---- READING PASSAGE
What is the PEENSCAN PROCESS?

The PEENSCAN PROCESS is a method used to measure the amount and uniformity of “coverage” obtained during automatic, semi-automatic or manual shot peening of metal parts.

Coverage is technically defined as a uniform an complete denting or obliterating of the original surface or the part (or work piece) as determined by visual examination using a ten-power (10x) magnifiying glass. However, it is sometimes difficult to visibly examine complex geometry using a ten-power glass. This includes fillets, cavities, grooves and holes, which are difficult to inspect because of inaccessibility of visual instruments

The objective of the PEENSCAN process is to provide a practical way to measure coverage in terms of amount and uniformity via monitoring of the degree of removal of a fluorescent tracer dye, which is applied to the work piece. The PEENSCAN process uses specialty formulated tracer dye liquids known as DYESCAN fluids. The choice of an appropriate DYESCAN fluid is dependent on the hardness of the metal and the intensity of the shot peening process.

The PEENSCAN process facilitates quality control of the shot peening process.

What are the DYESCAN Liquids?

The DYESCAN liquids are fluorescent tracer liquids employed in the PEENSCAN process. The two primary DYESCAN fluids are DYESCAN 220-2 and 220-6. When applied to a part, the liquids will dry and form a semi-elastic film. The primary solvent in DYESCAN 220-2 is Methyl Ethel Ketone (MEK), and the primary solvent in DYESCAN 220-6 is Isopropyl Alcohol.

DYESCAN fluorescent tracers are ultra-violet visible compounds that have a sensitivity somewhat less than that of the typical dyes used in Fluorescent Penetrant Inspection (“FPI”), but they are more sensitive than conventional color tracers such as dye-marker blue. Their fluorescent visibility under Ultraviolet (UV) light is clearly superior to 10X visual coverage, and is also outperforms other natural light ink coatings.

The residual DYESCAN, which remains on a part after shot peening, will identify flat spots and incomplete peening of surfaces. The uniformity of the DYESCAN liquid viewed under UV light after the shot peening process will give some evidence as to the degree of removal, or percentage of coverage that has been applied to the different part areas. It is possible to develop visual calibration standards for DYESCAN coated coupons that have been exposed to various degrees of shot peening coverage.
--------
---- ENTRIES PROVIDED
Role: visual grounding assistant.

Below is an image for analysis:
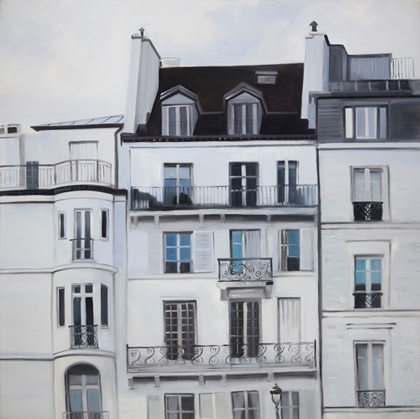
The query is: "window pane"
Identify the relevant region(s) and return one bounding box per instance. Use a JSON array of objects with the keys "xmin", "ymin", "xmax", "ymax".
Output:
[
  {"xmin": 69, "ymin": 389, "xmax": 83, "ymax": 412},
  {"xmin": 101, "ymin": 284, "xmax": 108, "ymax": 326},
  {"xmin": 165, "ymin": 234, "xmax": 176, "ymax": 246},
  {"xmin": 86, "ymin": 388, "xmax": 102, "ymax": 412}
]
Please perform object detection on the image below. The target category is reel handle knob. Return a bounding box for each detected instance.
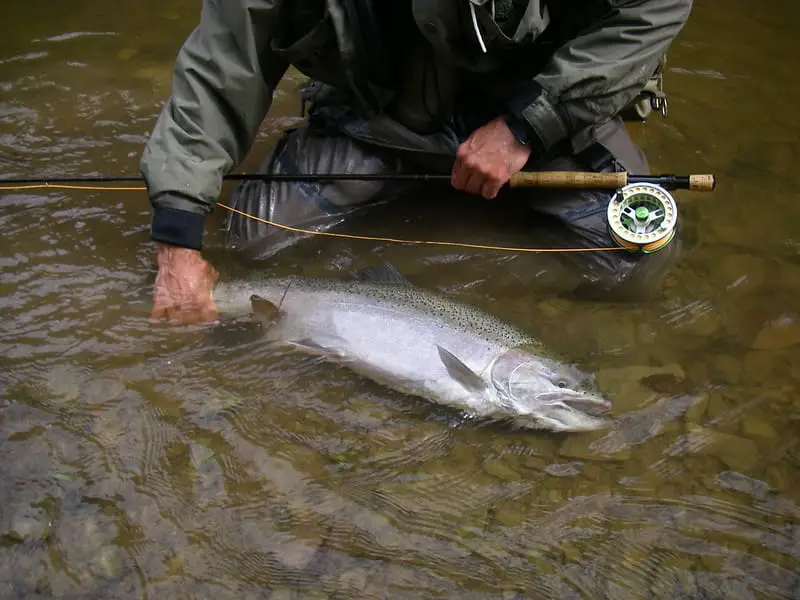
[689,175,717,192]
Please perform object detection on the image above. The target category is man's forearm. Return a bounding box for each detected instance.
[141,0,288,250]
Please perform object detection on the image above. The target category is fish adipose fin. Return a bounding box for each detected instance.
[356,263,410,285]
[250,294,280,321]
[436,344,488,393]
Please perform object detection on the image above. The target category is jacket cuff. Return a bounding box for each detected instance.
[150,206,205,250]
[504,82,569,157]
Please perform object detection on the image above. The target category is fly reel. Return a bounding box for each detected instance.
[607,183,678,254]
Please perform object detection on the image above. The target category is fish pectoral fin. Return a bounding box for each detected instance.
[356,262,410,285]
[436,344,488,392]
[250,294,280,321]
[287,338,345,359]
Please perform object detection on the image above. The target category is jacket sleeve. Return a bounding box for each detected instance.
[140,0,288,250]
[508,0,692,155]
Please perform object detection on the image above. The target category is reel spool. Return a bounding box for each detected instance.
[607,183,678,254]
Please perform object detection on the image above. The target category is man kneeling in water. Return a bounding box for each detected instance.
[141,0,691,322]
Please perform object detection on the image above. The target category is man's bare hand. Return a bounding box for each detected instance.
[151,243,219,324]
[451,118,531,199]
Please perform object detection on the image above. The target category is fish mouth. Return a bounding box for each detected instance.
[536,390,612,417]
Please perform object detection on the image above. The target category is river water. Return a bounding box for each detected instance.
[0,0,800,600]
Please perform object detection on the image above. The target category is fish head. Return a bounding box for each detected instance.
[492,349,612,431]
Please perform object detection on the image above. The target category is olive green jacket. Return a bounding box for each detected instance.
[141,0,692,249]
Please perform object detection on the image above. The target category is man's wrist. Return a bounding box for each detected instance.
[150,206,205,250]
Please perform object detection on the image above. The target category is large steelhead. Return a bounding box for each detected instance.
[214,267,611,431]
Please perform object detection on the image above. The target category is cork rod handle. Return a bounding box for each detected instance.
[508,171,628,189]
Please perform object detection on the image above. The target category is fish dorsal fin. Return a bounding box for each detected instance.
[356,262,410,285]
[250,294,280,321]
[436,344,488,392]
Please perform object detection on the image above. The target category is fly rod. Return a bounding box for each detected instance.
[0,171,716,192]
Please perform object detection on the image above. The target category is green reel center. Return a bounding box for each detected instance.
[608,183,678,252]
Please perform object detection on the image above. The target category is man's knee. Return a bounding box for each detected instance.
[226,127,412,256]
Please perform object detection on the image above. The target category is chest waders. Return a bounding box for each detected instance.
[226,0,680,300]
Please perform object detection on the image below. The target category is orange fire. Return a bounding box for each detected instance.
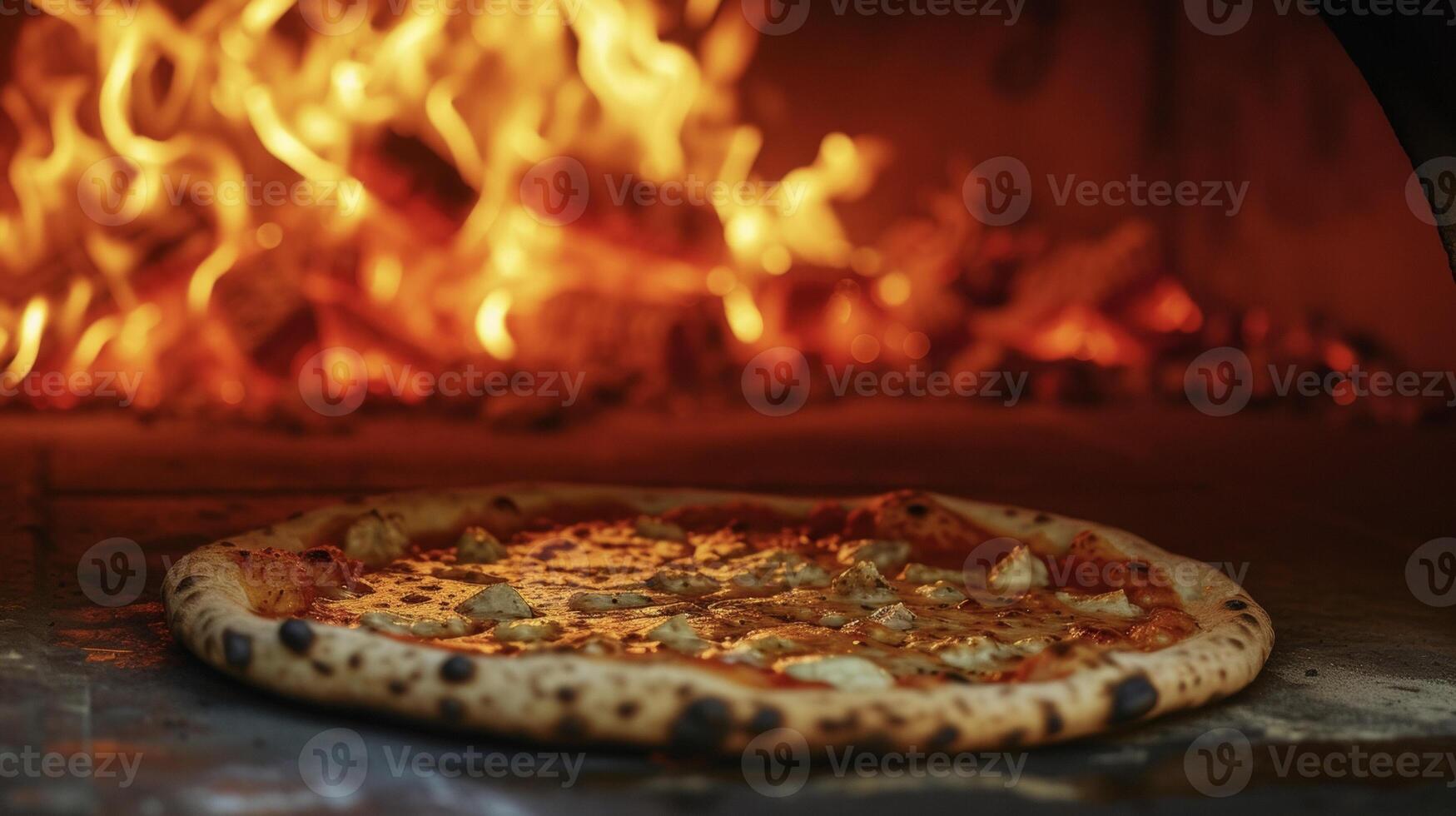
--------
» TO-DO LIST:
1 > According to the PEENSCAN text, what is the primary solvent in DYESCAN 220-6?
2 > Carry on the PEENSCAN text from the point where it ends.

» PER-TASK ANSWERS:
1 > Isopropyl Alcohol.

2 >
The optimal angle of impingement for removal of the DYESCAN liquid is 85 degrees from the part surface. Low angle of impingement and ricochet peening will not remove tracer coating without increasing the peening time, which risks erosion of the metal.

The DYESCAN liquids should be applied at room temperature. Temperatures above 90°F (32°C) can reduce the fluorescent brightness, and temperatures above 130°C can completely destroy the fluorescence capabilities of the DYESCAN liquids.

Exposure to low freezing temperature or high humidity also will affect the DYESCAN removal rate. The tracer liquids for the PEENSCAN process are not acids, and will not attack or contaminate customer parts. The liquid or dried DYESCAN materials can be removed by wiping with denatured Alcohol, Acetone or Methyl Ethyl Ketone (MEK) solvent. The DYESCAN liquids are intended primarily for use on steel substrates.

What are the PEENSCAN PENS?

Although the DYESCAN liquids can be applied by spray or wiping onto a part, the PEENSCAN PENS provide a convenient method to apply a thin coating of tracer to very specific areas of a part without the need for masking. This has proven useful during initial engineering set-up of a part for shot peening as well as for monitoring critical areas (gear teeth, etc.) during production shot peening.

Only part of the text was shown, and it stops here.